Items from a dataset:
"""

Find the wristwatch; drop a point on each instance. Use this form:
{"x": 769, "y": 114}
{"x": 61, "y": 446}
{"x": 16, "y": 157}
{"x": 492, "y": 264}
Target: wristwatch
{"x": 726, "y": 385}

"""

▶ What is required
The required result is an identical copy of the records above.

▶ Answer for the task
Find the wristwatch; drop a point on each instance. Use this form:
{"x": 769, "y": 114}
{"x": 61, "y": 446}
{"x": 16, "y": 157}
{"x": 492, "y": 264}
Target: wristwatch
{"x": 726, "y": 385}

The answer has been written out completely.